**Task instructions**
Copy the data from the line containing "point: white strawberry flower" through the end of the data, inclusive, keeping every line unchanged.

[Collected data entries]
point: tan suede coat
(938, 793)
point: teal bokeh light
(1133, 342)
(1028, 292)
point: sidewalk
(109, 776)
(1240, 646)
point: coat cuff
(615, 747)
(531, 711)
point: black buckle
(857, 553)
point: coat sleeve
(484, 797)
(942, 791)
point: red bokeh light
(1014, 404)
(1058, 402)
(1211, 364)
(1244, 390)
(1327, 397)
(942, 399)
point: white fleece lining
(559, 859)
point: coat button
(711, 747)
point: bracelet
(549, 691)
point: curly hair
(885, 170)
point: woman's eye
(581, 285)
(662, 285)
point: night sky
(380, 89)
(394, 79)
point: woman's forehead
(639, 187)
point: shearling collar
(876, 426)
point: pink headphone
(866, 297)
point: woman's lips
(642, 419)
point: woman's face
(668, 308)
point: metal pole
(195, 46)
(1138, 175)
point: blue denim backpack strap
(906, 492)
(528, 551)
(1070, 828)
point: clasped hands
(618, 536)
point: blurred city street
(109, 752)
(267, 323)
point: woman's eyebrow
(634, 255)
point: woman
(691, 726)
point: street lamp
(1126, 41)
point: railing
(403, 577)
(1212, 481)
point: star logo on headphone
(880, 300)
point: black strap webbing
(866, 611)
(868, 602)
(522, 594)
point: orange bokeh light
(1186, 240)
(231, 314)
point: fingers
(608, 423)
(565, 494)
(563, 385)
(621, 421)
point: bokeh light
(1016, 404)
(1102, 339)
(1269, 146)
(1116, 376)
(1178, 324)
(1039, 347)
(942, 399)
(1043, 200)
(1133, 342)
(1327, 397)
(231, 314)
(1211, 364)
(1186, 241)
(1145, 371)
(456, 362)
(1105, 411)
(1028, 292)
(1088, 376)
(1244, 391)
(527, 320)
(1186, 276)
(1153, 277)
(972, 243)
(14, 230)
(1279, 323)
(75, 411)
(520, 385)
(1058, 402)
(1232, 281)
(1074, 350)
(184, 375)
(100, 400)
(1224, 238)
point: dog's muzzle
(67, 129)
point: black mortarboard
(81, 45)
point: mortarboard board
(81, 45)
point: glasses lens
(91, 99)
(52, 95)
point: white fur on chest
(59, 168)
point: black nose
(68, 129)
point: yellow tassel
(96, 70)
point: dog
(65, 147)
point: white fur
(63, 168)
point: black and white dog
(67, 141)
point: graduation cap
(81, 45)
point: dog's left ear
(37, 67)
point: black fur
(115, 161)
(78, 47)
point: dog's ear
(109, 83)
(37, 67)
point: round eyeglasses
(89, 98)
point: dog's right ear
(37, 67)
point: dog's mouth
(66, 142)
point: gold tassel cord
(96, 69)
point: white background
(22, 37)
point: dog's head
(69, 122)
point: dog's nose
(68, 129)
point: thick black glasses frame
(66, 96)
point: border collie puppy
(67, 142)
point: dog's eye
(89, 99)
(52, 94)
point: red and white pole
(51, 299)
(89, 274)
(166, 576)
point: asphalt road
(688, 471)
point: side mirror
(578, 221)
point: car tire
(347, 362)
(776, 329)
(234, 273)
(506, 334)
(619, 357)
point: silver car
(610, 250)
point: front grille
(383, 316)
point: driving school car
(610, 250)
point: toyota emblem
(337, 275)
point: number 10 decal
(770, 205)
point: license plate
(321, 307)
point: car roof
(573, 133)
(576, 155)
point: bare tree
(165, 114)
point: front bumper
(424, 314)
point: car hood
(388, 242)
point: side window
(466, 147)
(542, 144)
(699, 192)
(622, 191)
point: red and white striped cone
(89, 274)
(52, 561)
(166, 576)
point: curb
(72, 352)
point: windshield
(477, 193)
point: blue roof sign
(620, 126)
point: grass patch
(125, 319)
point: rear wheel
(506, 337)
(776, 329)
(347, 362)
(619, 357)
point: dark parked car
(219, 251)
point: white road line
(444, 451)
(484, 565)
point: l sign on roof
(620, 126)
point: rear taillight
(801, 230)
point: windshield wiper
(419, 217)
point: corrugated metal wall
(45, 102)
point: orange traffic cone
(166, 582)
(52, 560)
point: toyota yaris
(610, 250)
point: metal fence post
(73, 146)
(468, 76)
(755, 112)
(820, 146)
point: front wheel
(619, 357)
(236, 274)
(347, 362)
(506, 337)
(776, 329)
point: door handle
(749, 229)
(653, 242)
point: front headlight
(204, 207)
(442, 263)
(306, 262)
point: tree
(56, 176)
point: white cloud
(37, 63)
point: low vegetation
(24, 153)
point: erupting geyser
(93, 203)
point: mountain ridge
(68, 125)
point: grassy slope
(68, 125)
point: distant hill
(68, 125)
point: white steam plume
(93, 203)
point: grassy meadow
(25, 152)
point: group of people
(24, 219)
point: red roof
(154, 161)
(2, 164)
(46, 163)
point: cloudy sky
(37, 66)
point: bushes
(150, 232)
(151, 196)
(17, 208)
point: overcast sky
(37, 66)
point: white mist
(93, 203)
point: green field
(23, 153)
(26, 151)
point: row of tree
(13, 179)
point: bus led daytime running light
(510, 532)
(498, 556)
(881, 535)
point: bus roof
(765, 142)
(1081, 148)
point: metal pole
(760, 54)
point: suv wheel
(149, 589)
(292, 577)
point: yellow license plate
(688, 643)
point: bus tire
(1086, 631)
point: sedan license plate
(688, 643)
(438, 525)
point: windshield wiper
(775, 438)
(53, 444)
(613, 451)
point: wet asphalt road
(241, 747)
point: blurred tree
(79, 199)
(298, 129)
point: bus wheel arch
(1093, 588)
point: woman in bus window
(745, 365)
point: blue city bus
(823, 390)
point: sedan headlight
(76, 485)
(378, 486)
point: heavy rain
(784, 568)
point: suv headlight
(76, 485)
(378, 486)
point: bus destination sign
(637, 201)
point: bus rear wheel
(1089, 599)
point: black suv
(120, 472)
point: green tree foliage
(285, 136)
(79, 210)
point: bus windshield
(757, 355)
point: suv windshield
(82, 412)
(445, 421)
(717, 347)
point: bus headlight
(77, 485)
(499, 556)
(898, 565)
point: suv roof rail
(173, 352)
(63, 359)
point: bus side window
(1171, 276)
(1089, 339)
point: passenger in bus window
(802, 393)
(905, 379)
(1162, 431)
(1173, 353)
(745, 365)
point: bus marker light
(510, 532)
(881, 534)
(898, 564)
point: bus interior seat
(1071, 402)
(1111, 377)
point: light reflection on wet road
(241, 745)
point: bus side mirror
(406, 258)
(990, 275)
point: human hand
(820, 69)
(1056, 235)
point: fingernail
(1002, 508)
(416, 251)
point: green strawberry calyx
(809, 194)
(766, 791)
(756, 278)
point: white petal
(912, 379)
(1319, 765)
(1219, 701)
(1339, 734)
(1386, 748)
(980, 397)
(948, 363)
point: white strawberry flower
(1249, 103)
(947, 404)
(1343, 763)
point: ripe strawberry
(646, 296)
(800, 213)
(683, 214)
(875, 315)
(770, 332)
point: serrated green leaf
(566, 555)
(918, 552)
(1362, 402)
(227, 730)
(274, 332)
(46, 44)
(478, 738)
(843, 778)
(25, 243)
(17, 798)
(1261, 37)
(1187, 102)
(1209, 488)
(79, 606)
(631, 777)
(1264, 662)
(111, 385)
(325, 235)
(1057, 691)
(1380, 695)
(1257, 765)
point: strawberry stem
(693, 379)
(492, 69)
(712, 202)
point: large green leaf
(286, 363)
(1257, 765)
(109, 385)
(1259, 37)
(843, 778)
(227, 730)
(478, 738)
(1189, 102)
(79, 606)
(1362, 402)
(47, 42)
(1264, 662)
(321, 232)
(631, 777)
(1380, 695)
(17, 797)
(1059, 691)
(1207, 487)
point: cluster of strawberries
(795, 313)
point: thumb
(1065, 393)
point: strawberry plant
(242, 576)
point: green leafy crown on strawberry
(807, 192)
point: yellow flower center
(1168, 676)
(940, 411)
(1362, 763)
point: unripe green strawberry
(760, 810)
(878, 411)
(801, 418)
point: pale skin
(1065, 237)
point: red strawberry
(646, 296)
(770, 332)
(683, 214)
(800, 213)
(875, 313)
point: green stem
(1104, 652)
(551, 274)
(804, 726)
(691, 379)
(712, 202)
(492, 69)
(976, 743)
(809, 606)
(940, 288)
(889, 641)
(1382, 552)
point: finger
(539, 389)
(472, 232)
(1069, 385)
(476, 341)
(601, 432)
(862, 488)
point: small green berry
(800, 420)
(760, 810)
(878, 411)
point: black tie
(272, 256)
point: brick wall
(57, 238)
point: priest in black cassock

**Correct result**
point: white strawberry flower
(1249, 103)
(947, 404)
(1343, 763)
point: ripe strawberry
(646, 296)
(800, 213)
(683, 214)
(875, 315)
(770, 332)
point: serrated green leaf
(566, 555)
(918, 552)
(1362, 402)
(227, 730)
(274, 332)
(46, 44)
(478, 738)
(843, 778)
(25, 243)
(17, 798)
(1261, 37)
(1187, 102)
(1209, 488)
(79, 606)
(631, 777)
(1264, 662)
(111, 385)
(325, 235)
(1057, 691)
(1380, 695)
(1257, 765)
point: strawberry stem
(693, 379)
(492, 69)
(712, 202)
point: large green leaf
(286, 363)
(1257, 765)
(109, 385)
(1259, 37)
(843, 778)
(227, 730)
(478, 738)
(1189, 102)
(79, 606)
(1362, 402)
(47, 42)
(1264, 662)
(321, 232)
(631, 777)
(1380, 695)
(17, 797)
(1059, 691)
(1207, 487)
point: cluster of strawberries
(795, 313)
point: thumb
(1065, 393)
point: strawberry plant
(242, 576)
point: green leafy crown on strawberry
(807, 192)
point: yellow flower center
(1168, 676)
(940, 411)
(1362, 763)
point: unripe green strawberry
(760, 810)
(878, 411)
(801, 418)
point: pale skin
(1065, 237)
point: red strawberry
(646, 296)
(770, 332)
(683, 214)
(800, 213)
(875, 313)
point: green stem
(1104, 652)
(551, 274)
(804, 726)
(691, 379)
(712, 202)
(492, 69)
(976, 743)
(809, 606)
(940, 288)
(889, 641)
(1382, 552)
point: finger
(539, 389)
(472, 232)
(1069, 385)
(476, 341)
(601, 432)
(862, 488)
point: small green berry
(800, 420)
(760, 810)
(878, 411)
point: black tie
(272, 256)
point: brick wall
(57, 238)
point: priest in black cassock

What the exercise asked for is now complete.